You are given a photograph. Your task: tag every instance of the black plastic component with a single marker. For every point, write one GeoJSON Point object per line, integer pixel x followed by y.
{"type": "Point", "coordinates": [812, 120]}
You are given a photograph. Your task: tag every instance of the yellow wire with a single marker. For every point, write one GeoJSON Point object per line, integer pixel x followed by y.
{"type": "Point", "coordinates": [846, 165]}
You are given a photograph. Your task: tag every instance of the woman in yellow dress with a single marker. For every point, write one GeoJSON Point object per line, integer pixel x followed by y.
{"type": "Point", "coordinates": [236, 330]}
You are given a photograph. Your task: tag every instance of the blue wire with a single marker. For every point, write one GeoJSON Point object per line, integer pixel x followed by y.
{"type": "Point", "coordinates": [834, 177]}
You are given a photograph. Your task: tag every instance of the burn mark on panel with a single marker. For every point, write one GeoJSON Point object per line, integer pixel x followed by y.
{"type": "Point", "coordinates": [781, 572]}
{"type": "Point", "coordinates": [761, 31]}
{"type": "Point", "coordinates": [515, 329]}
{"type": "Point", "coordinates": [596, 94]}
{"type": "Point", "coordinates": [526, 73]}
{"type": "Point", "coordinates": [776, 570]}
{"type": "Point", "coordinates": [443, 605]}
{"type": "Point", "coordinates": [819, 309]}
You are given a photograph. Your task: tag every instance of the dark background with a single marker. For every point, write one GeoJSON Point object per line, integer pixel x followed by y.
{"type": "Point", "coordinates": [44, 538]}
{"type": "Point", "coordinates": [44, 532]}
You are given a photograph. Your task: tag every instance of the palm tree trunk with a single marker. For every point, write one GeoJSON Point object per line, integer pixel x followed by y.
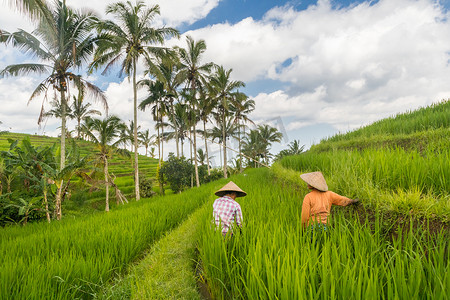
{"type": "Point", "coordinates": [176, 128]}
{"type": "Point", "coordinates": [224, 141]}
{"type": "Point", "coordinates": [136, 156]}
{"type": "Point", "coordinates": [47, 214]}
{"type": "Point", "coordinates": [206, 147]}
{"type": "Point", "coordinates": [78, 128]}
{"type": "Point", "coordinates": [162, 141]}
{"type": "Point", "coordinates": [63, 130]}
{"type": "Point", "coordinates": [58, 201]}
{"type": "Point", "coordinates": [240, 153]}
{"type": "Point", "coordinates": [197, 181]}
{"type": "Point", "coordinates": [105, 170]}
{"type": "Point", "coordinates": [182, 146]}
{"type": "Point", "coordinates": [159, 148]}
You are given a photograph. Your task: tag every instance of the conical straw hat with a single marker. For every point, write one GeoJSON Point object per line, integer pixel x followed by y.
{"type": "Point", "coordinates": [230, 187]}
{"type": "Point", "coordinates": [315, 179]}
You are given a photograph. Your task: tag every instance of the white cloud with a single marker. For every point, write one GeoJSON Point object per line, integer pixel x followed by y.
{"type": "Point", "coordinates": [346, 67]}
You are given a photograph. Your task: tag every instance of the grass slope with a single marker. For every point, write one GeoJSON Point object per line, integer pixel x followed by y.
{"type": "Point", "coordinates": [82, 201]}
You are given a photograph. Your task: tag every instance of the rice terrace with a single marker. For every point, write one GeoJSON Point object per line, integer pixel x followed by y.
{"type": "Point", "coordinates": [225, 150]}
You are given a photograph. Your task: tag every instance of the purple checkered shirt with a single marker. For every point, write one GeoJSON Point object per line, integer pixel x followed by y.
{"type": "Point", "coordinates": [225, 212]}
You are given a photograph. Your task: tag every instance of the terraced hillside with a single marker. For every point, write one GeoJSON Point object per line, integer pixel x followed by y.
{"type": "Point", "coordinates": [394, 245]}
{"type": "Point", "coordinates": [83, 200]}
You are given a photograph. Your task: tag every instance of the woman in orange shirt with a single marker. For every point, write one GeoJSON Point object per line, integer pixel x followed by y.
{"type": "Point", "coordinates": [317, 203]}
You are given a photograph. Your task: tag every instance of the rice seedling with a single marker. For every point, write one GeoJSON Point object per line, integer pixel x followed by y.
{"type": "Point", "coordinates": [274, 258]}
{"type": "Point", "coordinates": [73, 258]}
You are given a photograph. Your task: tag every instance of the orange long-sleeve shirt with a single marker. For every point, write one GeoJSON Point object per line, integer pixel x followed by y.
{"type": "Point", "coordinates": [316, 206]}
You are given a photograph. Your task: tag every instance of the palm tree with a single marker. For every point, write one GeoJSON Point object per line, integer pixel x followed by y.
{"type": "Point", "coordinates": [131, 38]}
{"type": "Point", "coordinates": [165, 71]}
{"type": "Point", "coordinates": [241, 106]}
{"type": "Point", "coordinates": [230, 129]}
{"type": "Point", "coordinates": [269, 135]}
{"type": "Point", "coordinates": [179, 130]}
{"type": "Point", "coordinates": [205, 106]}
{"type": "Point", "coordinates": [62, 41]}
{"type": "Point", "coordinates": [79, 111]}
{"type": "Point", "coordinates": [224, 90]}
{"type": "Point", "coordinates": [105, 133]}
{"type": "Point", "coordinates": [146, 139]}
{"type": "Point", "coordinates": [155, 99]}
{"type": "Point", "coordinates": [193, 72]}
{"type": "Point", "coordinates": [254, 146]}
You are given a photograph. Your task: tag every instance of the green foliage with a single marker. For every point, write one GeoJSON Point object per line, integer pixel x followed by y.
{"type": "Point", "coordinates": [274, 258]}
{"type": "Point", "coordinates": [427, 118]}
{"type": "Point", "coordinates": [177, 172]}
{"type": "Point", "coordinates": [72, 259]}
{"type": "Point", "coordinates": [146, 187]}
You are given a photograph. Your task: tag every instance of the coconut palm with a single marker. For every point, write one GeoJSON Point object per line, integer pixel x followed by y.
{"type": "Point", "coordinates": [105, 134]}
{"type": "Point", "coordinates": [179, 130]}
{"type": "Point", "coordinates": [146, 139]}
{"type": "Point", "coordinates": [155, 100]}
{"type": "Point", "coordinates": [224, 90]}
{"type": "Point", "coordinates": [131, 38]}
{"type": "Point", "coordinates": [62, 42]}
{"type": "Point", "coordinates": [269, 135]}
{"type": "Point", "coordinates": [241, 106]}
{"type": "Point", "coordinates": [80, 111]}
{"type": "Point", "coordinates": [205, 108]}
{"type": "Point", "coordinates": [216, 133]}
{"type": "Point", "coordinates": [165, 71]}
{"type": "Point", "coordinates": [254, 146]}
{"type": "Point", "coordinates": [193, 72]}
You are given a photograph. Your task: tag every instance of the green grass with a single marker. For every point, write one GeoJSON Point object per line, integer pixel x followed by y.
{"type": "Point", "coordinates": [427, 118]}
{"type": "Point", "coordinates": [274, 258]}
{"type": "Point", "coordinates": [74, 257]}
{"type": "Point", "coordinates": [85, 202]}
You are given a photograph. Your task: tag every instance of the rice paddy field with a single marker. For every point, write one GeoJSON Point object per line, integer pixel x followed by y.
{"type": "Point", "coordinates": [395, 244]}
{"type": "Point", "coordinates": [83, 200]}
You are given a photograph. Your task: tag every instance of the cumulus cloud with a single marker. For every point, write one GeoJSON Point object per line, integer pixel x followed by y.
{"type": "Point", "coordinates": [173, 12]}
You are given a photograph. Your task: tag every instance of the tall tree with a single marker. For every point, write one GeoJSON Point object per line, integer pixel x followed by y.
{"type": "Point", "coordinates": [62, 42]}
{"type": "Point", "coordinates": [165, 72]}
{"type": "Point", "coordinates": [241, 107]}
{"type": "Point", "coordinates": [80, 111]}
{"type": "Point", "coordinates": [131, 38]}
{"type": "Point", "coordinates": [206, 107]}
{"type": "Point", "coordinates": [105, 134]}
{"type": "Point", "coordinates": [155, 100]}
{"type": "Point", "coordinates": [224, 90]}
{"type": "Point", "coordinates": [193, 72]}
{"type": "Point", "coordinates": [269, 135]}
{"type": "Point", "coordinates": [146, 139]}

•••

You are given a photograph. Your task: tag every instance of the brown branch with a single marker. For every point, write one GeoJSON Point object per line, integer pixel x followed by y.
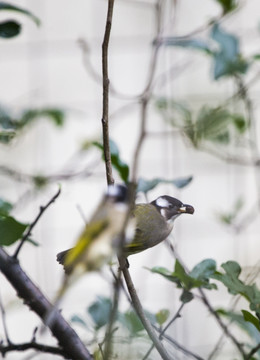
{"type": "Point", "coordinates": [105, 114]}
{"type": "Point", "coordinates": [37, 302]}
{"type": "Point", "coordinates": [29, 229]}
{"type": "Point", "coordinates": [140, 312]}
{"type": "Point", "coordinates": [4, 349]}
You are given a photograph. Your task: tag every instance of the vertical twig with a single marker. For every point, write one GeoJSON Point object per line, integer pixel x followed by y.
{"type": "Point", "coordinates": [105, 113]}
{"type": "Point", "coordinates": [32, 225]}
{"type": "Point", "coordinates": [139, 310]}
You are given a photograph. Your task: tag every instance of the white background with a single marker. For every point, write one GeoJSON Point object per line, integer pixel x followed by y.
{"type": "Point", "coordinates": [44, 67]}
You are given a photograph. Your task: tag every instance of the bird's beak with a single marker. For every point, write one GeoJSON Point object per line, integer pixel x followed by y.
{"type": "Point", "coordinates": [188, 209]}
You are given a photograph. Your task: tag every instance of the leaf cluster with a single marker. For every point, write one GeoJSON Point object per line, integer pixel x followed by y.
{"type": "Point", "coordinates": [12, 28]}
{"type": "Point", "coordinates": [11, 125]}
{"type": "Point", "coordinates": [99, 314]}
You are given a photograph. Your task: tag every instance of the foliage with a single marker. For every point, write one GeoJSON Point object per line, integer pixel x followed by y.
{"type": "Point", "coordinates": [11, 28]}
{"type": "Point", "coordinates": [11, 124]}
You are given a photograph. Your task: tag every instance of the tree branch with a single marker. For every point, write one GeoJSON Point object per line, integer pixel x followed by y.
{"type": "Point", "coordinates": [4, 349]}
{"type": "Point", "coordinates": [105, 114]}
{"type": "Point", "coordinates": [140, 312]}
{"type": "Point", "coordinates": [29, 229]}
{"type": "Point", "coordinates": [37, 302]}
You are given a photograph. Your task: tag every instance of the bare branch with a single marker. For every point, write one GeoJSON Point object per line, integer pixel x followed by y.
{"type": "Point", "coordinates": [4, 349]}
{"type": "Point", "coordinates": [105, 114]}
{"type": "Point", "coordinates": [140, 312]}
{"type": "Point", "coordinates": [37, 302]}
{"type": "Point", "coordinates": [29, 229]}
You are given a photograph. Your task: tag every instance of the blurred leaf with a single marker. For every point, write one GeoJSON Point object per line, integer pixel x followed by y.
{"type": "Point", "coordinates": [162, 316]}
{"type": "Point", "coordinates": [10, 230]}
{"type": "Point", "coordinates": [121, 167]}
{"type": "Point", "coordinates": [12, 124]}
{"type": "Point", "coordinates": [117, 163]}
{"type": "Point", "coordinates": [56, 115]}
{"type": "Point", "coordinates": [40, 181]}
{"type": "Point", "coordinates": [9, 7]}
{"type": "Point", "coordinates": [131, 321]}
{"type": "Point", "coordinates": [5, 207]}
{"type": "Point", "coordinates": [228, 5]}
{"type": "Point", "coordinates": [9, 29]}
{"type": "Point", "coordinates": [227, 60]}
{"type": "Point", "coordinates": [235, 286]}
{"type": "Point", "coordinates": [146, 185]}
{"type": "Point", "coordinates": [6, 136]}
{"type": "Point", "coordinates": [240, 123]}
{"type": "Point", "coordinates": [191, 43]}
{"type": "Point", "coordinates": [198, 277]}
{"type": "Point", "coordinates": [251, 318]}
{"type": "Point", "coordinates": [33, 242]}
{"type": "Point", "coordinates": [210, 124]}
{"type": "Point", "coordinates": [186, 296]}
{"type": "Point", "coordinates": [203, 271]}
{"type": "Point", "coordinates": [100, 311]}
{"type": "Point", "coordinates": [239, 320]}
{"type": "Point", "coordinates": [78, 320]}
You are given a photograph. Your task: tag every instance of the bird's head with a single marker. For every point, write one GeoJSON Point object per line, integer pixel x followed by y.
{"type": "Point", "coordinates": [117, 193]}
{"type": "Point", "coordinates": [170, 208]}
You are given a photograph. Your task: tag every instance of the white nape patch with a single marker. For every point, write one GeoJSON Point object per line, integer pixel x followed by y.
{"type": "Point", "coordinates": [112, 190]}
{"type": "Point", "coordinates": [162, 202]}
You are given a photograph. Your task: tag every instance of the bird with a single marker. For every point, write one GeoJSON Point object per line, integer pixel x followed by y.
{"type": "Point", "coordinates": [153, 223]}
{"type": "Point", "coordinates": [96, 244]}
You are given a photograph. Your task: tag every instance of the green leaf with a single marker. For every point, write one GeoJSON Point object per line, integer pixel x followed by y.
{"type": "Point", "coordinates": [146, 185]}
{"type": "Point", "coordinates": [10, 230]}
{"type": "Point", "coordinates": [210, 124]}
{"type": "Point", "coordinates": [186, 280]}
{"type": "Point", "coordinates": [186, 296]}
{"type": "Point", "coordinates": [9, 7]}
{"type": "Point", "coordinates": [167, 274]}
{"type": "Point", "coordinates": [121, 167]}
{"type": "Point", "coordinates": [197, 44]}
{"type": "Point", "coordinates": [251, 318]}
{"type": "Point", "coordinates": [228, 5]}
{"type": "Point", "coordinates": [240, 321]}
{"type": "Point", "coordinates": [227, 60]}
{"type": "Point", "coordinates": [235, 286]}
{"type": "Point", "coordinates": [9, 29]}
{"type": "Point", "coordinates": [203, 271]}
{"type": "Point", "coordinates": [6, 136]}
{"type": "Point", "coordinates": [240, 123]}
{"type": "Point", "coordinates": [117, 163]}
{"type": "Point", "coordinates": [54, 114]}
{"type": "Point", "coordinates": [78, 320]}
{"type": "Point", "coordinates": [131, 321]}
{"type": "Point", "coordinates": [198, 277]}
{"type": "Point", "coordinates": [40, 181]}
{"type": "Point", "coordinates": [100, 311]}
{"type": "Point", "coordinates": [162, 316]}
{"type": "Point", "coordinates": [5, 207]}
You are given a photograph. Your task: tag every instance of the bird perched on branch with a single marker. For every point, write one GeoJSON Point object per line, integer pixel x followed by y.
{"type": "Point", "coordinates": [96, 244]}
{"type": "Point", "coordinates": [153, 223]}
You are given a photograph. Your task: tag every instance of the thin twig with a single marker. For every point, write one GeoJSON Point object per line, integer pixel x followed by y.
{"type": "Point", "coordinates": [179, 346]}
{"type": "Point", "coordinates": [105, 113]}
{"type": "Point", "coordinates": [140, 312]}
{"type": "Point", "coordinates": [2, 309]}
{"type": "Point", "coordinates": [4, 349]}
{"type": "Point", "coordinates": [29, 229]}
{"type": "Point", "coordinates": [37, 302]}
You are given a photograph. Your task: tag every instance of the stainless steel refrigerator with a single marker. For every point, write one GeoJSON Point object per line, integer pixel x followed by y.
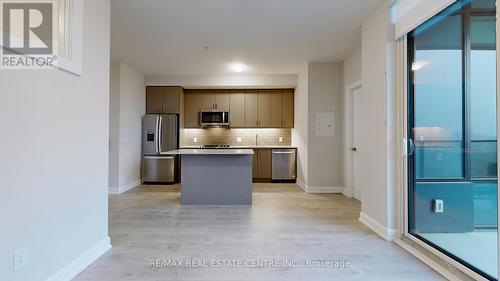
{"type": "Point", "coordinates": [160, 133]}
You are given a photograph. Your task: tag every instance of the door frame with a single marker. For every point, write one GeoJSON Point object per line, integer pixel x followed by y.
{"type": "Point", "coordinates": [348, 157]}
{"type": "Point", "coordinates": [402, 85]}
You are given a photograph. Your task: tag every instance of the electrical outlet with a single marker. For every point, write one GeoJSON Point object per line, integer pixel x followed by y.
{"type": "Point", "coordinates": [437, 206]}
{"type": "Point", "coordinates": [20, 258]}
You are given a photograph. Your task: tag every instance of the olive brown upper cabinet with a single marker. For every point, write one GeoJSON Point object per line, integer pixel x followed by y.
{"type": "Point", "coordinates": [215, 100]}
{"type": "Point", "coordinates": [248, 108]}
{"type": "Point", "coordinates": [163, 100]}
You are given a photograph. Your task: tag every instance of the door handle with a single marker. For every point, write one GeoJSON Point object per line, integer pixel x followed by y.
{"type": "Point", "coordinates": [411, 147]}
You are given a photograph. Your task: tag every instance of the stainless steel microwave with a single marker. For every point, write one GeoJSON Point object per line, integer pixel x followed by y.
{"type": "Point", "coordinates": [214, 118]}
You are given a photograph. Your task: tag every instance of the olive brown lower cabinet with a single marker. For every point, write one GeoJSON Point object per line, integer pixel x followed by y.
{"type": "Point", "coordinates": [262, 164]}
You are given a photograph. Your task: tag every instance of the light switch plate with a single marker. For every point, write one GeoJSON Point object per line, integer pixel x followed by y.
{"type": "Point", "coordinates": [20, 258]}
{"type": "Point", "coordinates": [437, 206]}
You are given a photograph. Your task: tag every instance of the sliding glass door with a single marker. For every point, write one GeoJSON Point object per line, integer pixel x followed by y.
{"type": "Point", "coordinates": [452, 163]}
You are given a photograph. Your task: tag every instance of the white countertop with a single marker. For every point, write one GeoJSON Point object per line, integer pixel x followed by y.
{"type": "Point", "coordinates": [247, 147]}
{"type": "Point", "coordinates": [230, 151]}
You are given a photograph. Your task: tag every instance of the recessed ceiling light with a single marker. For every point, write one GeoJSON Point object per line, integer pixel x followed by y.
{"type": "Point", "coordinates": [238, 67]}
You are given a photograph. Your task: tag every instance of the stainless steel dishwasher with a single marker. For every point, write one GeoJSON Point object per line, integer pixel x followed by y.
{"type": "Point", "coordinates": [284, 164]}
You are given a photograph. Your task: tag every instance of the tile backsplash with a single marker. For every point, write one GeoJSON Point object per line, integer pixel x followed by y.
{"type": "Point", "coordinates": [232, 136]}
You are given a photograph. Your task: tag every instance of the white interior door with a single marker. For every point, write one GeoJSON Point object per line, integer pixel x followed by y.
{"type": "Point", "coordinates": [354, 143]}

•••

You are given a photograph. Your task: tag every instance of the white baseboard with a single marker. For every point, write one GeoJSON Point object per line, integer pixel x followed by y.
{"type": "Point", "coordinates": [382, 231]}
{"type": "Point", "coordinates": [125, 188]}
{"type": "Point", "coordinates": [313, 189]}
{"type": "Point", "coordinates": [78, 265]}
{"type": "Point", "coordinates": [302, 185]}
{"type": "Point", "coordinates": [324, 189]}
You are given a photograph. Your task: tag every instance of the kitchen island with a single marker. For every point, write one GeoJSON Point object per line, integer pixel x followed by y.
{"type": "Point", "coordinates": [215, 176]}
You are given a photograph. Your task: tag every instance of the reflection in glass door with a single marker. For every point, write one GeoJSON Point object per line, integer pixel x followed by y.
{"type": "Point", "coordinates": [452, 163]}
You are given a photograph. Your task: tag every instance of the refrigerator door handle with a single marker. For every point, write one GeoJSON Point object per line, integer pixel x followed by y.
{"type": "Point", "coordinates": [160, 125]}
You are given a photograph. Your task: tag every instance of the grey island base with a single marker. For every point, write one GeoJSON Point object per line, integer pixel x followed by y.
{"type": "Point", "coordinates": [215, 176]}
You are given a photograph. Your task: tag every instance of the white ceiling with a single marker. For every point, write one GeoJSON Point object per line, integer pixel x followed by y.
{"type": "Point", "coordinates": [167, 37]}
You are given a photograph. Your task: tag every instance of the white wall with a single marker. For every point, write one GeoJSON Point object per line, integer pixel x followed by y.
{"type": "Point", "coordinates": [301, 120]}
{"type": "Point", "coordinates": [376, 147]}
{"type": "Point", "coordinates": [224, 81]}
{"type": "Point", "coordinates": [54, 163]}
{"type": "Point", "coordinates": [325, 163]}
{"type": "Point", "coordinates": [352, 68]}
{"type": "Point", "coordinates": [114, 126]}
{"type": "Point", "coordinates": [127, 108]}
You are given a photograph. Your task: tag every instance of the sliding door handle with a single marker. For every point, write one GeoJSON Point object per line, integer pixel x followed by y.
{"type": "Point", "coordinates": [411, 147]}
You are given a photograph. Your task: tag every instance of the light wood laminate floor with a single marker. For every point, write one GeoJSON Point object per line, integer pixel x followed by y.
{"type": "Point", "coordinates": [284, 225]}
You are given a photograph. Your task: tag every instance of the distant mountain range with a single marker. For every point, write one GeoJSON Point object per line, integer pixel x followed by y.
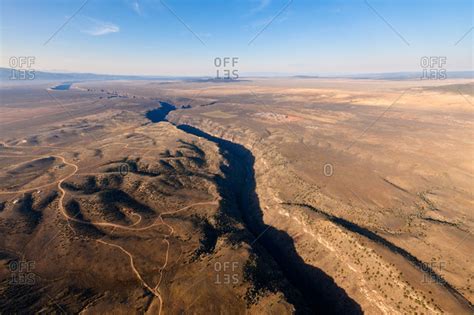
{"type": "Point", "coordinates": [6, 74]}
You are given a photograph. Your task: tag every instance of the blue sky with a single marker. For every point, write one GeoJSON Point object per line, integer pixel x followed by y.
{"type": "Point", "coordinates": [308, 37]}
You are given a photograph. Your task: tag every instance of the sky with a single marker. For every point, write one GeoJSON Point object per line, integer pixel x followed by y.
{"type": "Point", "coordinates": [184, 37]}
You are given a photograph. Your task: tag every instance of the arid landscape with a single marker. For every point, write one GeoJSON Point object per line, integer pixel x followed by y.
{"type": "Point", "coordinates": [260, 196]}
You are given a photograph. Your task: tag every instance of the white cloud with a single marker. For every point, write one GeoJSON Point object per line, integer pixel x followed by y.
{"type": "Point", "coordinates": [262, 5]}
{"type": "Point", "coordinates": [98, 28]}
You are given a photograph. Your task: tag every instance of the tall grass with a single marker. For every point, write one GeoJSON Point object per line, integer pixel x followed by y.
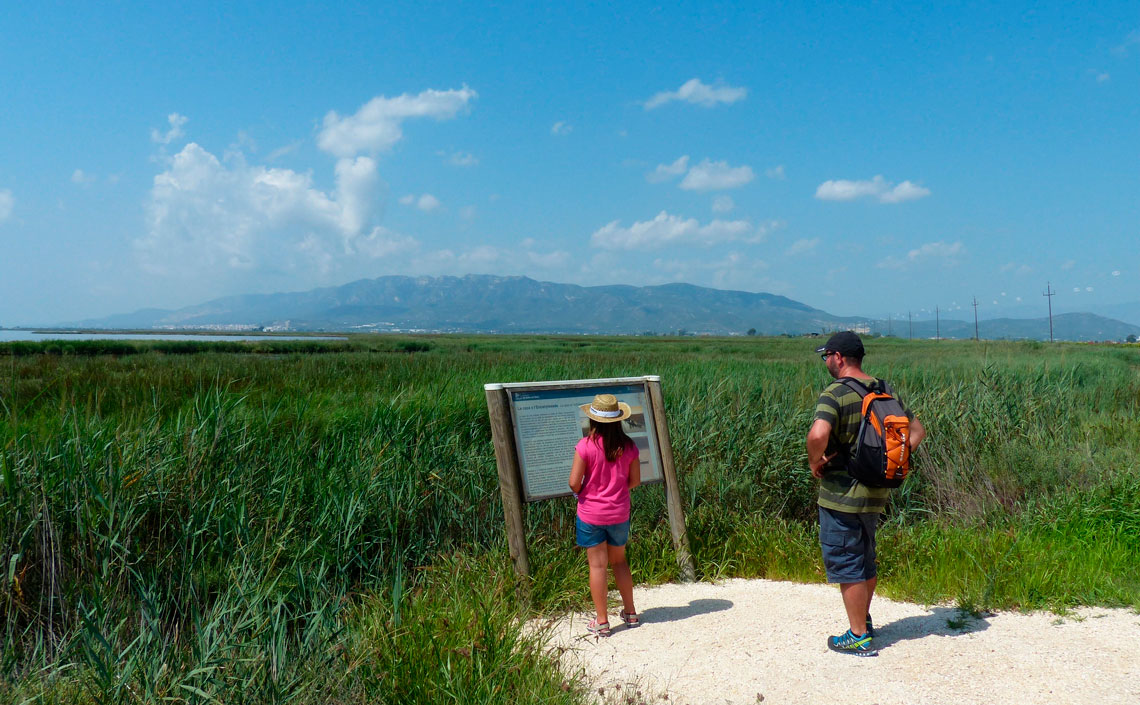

•••

What is required » Within the listing above, extract exactly the lines from the line with "the sky with" to the line with "the tall grass", the two named lines included, and no others.

Task answer »
You are given a photograph. Your task: tag every instance of the sky with a single marker. For every point, write one GeoJSON Point object per line, integer pixel x followed by y.
{"type": "Point", "coordinates": [184, 37]}
You are given a photograph. Your task: tag every instance of the arid landscape with a single marker. For every point, write one GeoJSON Point object per line, integer pixel x followed by y.
{"type": "Point", "coordinates": [260, 196]}
You are given a photograph. Your task: tag every instance of the white cloud with a single marker. For every point, write one GeoJSON Point object per line, integer pixel x followed by y.
{"type": "Point", "coordinates": [262, 5]}
{"type": "Point", "coordinates": [98, 28]}
You are given a photograph. Your task: tag every instance of the tall grass with a single marker. For every point, write one GeoJSON Point object per line, integer pixel x followed by y.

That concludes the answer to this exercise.